### Pedidos:
1. Responda com base no texto sobre a abundância frugal:
(a) Segundo os psicanalistas citados, para onde está voltado o desejo?
(b) Como o texto redefine a felicidade?
(c) O que o texto afirma ser uma necessidade?
2. Dê continuidade ao texto sobre a abundância frugal, começando logo após sua última frase.

### Página:
◆ ◆ ◆

Mas o desejo, diferentemente das necessidades, não conhece limites. Já que está voltado a um objeto perdido e não encontrável, como dizem os psicanalistas. Sem poder achar o “significante perdido”, se fixa no poder, na riqueza, no sexo ou no amor, todas coisas cuja sede não conhece saciedade. (…) Também por isso é útil imaginar um novo modelo. Econômico e existencial. Assim, a redefinição de felicidade como “abundância frugal em uma sociedade solidária”, corresponde à força de ruptura do projeto de decrescimento. Ela supõe sair-se do círculo infernal da criação ilimitada de necessidades e produtos e da frustração crescente que ela gera e, de modo complementar, temperar o egoísmo resultante de um individualismo de massas. Sair da sociedade do consumo é, assim, uma necessidade, mas o projeto iconoclasta de se construir uma sociedade de “frugal abundância” só pode causar objeções e colidir com formas de resistência, seja quais forem os cursos e os percursos do decrescimento.

Em primeiro lugar, nos perguntaremos, a própria expressão “abundância frugal” não seria, talvez, um oximoro pior daquele corretamente denunciado do desenvolvimento sustentável? No máximo, podemos conceber e aceitar uma “prosperidade sem crescimento”. Segundo a proposta do ex-conselheiro para o meio-ambiente do governo trabalhista, Tim Jackson, todavia uma abundância na frugalidade é realmente excessivo! De fato, até que permanecermos bitolados no imaginário do crescimento, só podemos ver nisso uma insuportável provocação. Mas se, pelo contrário, abandonarmos certa lógicas, talvez fique evidente que a frugalidade é uma condição preliminar respeito a todas as formas de abundância.

◆ ◆ ◆

### Dados armazenados:
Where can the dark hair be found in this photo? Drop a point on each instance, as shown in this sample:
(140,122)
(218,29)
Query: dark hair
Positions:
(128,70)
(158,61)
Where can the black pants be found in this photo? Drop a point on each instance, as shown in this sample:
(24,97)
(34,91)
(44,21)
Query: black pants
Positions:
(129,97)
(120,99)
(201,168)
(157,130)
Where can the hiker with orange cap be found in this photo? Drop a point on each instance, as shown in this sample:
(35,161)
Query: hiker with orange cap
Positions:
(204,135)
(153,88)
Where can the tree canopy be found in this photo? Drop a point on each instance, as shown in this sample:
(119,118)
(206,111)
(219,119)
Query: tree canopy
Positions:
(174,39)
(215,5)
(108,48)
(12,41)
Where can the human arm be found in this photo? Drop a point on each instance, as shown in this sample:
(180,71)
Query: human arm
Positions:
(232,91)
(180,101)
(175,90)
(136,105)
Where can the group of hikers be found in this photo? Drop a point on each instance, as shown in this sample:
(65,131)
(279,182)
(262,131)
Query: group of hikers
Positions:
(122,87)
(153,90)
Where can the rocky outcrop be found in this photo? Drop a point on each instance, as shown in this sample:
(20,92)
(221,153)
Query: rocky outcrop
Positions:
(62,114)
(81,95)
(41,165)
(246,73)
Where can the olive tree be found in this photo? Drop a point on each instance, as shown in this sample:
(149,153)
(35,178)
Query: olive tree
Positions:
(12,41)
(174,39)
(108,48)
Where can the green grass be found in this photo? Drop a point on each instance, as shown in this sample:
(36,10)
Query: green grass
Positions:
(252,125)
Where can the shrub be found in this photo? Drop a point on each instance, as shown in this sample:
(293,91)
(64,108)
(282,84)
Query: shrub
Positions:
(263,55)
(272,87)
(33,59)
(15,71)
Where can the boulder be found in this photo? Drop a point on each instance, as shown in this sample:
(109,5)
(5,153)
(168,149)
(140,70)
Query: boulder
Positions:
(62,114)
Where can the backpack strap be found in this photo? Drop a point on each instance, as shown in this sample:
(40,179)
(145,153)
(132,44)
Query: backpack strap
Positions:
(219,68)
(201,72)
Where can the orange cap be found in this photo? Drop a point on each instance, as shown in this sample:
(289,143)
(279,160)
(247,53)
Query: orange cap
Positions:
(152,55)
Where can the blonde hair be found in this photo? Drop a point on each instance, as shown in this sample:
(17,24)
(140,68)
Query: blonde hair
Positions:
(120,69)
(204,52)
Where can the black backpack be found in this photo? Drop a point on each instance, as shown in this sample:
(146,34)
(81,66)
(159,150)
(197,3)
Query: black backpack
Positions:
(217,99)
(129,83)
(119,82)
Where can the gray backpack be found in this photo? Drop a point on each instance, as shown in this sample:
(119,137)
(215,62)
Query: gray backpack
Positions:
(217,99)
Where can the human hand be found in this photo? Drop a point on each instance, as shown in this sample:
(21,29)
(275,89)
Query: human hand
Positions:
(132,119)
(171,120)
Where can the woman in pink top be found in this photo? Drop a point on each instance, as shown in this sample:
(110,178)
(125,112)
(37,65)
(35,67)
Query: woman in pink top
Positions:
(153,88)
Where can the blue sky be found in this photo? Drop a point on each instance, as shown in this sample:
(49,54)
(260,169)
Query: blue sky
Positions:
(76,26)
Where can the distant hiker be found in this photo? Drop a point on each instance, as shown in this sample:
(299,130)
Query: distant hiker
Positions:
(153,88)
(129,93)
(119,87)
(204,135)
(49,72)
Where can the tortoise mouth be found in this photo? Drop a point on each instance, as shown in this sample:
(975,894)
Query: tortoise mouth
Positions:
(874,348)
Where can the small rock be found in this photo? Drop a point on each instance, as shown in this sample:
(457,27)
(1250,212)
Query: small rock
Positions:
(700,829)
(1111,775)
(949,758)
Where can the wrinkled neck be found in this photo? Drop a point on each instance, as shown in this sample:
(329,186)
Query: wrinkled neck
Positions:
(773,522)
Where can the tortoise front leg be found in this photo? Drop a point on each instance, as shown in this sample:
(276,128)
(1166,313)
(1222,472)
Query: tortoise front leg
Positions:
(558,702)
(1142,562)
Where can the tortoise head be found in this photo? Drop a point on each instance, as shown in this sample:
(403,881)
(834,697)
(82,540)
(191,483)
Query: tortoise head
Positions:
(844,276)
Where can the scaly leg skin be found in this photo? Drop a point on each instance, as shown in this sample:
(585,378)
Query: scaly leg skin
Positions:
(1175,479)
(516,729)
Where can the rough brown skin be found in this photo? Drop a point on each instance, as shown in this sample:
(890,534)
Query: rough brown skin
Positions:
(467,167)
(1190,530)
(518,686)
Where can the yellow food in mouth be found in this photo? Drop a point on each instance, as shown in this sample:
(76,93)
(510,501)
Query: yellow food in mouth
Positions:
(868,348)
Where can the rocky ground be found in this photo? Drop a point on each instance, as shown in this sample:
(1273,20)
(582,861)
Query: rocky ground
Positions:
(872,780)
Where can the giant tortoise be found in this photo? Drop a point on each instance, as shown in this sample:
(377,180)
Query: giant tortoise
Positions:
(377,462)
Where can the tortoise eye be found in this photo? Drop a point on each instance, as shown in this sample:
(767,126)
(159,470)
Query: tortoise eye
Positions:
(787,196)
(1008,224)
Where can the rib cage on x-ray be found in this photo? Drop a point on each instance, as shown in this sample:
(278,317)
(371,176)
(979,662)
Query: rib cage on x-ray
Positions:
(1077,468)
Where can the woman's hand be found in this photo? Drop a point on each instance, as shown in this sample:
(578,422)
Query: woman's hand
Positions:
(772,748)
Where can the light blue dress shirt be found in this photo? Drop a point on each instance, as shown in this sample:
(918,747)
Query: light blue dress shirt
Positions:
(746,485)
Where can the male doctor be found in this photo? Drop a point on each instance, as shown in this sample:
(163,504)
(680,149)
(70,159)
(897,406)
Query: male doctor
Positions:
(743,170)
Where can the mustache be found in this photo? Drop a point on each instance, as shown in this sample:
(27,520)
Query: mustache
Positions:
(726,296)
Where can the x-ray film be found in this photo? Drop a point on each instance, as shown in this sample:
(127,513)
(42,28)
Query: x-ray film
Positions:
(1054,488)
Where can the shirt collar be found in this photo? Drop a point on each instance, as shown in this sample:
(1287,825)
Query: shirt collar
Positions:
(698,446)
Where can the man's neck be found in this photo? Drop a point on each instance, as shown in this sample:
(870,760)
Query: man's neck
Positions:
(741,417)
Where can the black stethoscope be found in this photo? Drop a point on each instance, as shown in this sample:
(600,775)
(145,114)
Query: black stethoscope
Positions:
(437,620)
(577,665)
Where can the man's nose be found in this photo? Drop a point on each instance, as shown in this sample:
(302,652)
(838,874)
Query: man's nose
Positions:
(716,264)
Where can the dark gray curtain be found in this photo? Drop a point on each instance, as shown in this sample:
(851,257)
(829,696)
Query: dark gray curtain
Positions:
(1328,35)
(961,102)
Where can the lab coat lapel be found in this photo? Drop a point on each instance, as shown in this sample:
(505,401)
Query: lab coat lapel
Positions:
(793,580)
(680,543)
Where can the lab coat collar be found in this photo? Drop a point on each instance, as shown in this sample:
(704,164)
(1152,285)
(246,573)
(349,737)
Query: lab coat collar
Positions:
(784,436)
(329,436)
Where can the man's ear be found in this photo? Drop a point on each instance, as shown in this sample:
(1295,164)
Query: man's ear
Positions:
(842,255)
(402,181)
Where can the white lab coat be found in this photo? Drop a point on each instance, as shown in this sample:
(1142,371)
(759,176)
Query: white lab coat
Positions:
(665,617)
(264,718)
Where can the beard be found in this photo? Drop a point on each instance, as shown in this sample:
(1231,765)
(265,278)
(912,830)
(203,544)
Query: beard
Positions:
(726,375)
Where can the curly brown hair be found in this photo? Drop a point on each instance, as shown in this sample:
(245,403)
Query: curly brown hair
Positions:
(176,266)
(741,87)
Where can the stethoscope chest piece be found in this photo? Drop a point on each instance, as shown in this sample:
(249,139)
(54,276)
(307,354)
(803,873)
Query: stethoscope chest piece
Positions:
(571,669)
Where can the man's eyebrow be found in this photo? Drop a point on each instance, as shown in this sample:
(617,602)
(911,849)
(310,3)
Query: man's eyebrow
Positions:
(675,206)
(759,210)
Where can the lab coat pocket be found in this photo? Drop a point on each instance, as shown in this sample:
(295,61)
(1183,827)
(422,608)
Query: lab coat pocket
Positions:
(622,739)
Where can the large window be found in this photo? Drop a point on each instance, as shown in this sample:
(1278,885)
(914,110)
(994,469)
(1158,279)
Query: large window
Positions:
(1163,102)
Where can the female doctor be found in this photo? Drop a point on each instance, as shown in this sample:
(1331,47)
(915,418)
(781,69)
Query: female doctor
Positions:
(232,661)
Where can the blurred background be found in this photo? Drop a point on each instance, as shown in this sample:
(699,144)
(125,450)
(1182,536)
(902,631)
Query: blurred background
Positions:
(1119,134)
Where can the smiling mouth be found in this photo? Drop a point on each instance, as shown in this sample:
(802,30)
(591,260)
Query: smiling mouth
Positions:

◆ ◆ ◆

### Resultados em ordem:
1.
(a) Para um objeto perdido e não encontrável.
(b) Como "abundância frugal em uma sociedade solidária".
(c) Sair da sociedade do consumo.

2.
A abundância consumista pretende gerar felicidade através da satisfação dos desejos de todos, mas isso depende de rendas distribuídas de modo desigual e, de todo modo, sempre insuficientes para permitir à imensa maioria de cobrir as despesas de base necessárias, especialmente quando o patrimônio natural foi dilapidado. Indo no sentido oposto ao desta lógica, a sociedade do decrescimento se propõe de trazer a felicidade da humanidade por meio da autolimitação, para poder alcançar a “abundância frugal”. Como toda sociedade humana, uma sociedade de decrescimento deverá, certamente, organizar a produção de sua vida, isto é, utilizar de um modo razoável os recursos do seu meio-ambiente e consumi-los através dos bens materiais e serviços. Mas o fará um pouco como aquelas “sociedades da abundância” descritas pelo antropólogo Marshall Salhins, que ignoram a lógica viciosa da raridade, das necessidades, do cálculo econômico.

Esses fundamentos imaginários da instituição da economia precisam ser postos em discussão. Jean Baudrillard tinha visto isso muito bem, quando disse que “uma das contradições do crescimento é que ele produz ao mesmo tempo bens e necessidades, mas não os produz no mesmo ritmo”. O resultado é o que ele chama de “uma pauperização psicológica”, um estado de insatisfação generalizada que define afirma ele, “a sociedade do crescimento como o contrário de uma sociedade da abundância”. A verdadeira pobreza reside, de fato, na perda da autonomia e na dependência.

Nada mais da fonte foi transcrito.